DOCUMENT TEXT:
-- Opening Marker --

FCA delays raft of pension rule changes
The FCA has delayed a raft of imminent changes to its pension rules for six months or more in the wake of the Coronavirus outbreak.
The FCA delayed new rules on Pension Transfer Specialist Qualifications until October and new rules on default Investment Pathways - designed to nudge pensions saver along templated routes - to February 2021.
The watchdog says it is important firms focus on “preventing and reducing consumer harm” during the pandemic rather than major rule changes.
The FCA says that implementation dates for new rules in Policy Statement 19/21 (other than those already in force) will be moved back by 6 months until 1 February 2021.
PS 19/21 followed its Retirement Outcomes Review in 2018 which recommended a package of measures to improve post-Pension Freedoms advice and client outcomes, particularly on drawdown.
The regulator said in a statement: “This extended implementation period recognises the operational challenges of implementing new rules in the current circumstances. It does not relax any other regulatory requirements. Firms must continue to treat their customers fairly and act professionally and in their client’s best interests.”
The FCA has also published guidance on what information providers can give to customers on the options available to pension savers dealing with Coronavirus volatility but adds that providers should be careful not to provide regulated advice “even implicitly.”
The body will begin to assess the quality of pension decumulation advice over the coming year, it said.
Ben Cocks, business systems director at fintech Altus, said: “The FCA was stuck between consumer champions wanting better transfer services now and some foot-dragging providers who have been asking for a postponement of a year. Not everyone will be happy but a delay of six months is probably a sensible compromise.”

-- Closing Marker --

EXCERPTED RECORDS:
-- Opening Marker --

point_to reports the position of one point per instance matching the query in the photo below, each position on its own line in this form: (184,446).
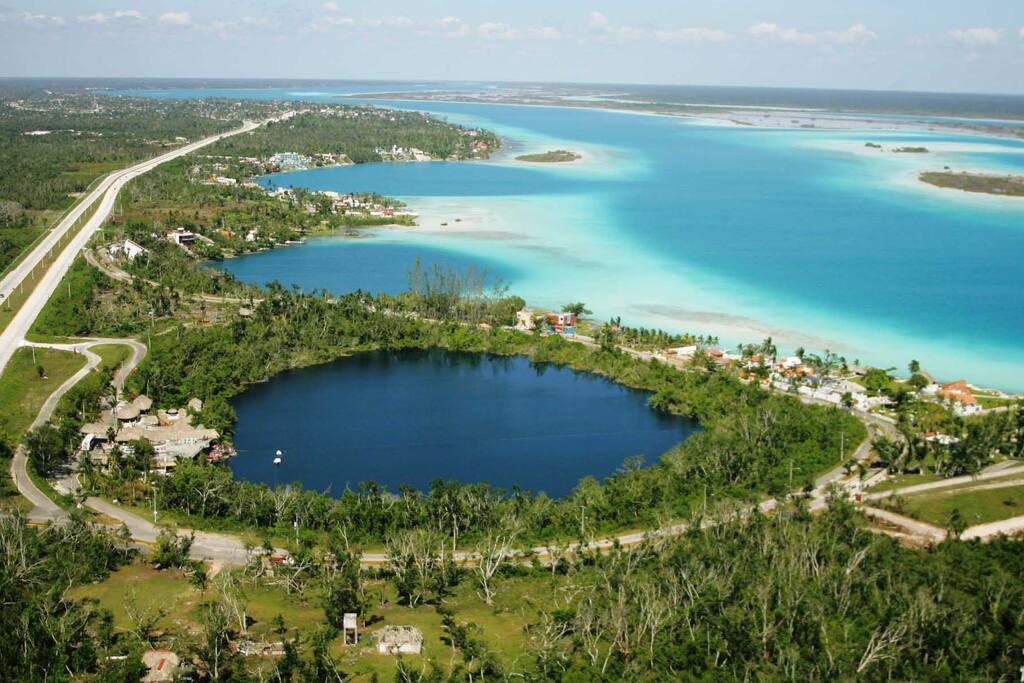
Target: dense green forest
(357,132)
(754,441)
(46,635)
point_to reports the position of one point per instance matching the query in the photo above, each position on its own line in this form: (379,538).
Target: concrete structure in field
(399,640)
(128,249)
(163,666)
(349,624)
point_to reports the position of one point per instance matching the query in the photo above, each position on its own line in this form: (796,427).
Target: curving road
(105,193)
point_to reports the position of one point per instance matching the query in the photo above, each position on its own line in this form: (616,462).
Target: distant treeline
(358,133)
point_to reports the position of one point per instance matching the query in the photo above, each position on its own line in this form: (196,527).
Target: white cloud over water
(38,19)
(175,18)
(857,34)
(100,17)
(977,37)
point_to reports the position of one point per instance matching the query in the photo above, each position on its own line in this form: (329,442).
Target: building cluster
(402,154)
(172,433)
(562,324)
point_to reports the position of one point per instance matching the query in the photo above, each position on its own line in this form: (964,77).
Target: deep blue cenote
(414,416)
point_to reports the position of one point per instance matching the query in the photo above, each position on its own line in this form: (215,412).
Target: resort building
(960,394)
(563,324)
(171,432)
(181,237)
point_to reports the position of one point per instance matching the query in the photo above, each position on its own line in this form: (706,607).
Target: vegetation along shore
(813,528)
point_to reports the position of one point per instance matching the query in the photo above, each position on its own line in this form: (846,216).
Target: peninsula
(550,157)
(1008,185)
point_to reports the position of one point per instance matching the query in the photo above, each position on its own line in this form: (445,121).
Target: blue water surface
(412,417)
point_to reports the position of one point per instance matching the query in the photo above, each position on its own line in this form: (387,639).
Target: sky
(939,45)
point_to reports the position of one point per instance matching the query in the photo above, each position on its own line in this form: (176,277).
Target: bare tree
(492,553)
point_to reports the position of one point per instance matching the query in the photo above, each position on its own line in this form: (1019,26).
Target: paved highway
(105,193)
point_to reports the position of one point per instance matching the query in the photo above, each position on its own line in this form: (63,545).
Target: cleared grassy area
(139,588)
(978,507)
(23,392)
(900,480)
(113,354)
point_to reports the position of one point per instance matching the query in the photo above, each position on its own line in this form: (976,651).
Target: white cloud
(858,34)
(768,31)
(628,34)
(328,22)
(41,19)
(100,17)
(695,35)
(544,33)
(453,27)
(391,22)
(977,37)
(497,31)
(599,23)
(175,18)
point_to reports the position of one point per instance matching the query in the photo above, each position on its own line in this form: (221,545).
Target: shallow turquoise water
(738,231)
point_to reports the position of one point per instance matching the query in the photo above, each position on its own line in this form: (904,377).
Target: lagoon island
(551,157)
(1008,185)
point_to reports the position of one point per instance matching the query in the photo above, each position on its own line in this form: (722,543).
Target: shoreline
(732,118)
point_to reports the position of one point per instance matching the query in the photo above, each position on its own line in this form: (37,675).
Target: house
(128,249)
(939,437)
(524,319)
(399,640)
(960,394)
(682,351)
(564,324)
(162,665)
(181,237)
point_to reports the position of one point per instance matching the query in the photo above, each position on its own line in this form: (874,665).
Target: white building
(128,249)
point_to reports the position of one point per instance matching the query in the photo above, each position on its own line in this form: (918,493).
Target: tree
(578,308)
(343,590)
(955,523)
(496,549)
(46,449)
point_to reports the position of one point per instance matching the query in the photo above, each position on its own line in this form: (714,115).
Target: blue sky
(946,45)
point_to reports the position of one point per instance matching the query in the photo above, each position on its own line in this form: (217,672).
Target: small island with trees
(1008,185)
(551,157)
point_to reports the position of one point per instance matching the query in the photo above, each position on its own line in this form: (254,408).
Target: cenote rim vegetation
(414,416)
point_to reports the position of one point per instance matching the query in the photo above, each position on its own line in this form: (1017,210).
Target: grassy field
(23,392)
(141,589)
(113,354)
(978,507)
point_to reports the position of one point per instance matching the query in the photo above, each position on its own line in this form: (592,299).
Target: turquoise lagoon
(806,236)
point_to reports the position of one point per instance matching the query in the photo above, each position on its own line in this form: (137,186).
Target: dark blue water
(415,416)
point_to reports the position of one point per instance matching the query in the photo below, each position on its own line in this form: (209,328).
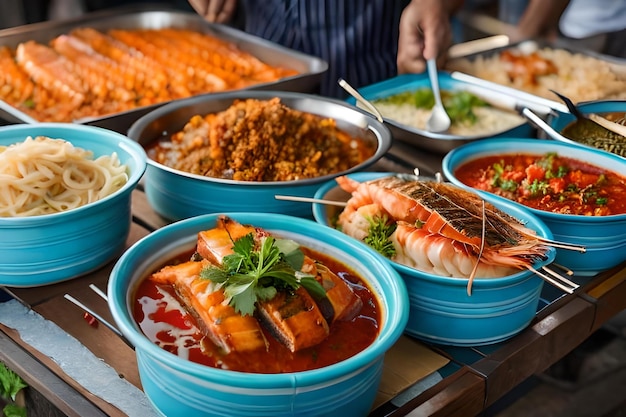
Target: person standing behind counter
(598,25)
(363,41)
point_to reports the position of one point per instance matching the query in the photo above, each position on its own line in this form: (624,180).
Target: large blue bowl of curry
(178,387)
(603,237)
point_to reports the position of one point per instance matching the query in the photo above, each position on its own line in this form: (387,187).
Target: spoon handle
(431,64)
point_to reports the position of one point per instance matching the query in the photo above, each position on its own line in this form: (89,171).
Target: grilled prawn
(440,228)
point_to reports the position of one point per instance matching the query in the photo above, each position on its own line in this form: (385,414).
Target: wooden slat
(459,395)
(40,378)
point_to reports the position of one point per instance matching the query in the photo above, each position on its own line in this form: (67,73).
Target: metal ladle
(439,120)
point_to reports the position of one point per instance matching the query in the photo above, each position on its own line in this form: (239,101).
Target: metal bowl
(176,195)
(431,141)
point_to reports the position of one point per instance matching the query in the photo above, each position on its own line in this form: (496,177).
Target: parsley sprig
(379,235)
(10,385)
(249,274)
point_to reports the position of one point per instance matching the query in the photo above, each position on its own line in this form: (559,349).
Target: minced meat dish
(261,140)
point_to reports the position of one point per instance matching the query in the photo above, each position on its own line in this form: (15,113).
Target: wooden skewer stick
(311,200)
(98,317)
(570,246)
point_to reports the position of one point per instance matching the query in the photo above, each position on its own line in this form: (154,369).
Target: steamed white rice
(490,120)
(580,77)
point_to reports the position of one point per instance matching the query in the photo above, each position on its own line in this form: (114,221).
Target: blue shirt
(358,38)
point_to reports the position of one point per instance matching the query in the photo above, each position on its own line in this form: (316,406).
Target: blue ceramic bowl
(437,142)
(560,120)
(177,387)
(440,310)
(604,237)
(46,249)
(177,195)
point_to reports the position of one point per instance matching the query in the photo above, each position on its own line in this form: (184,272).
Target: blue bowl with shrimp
(441,311)
(177,386)
(603,237)
(48,248)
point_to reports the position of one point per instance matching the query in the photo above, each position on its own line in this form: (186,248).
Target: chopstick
(556,280)
(524,99)
(96,315)
(310,200)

-- Closing Marker --

HOW TO COMPLETE THIS TASK: From the article on the FCA pension rule delays, quote the part that opens with the words containing "The watchdog says" and closes with "1 February 2021.". The rows have nothing to do with any of this.

OUTPUT OF THE EXERCISE:
The watchdog says it is important firms focus on “preventing and reducing consumer harm” during the pandemic rather than major rule changes.
The FCA says that implementation dates for new rules in Policy Statement 19/21 (other than those already in force) will be moved back by 6 months until 1 February 2021.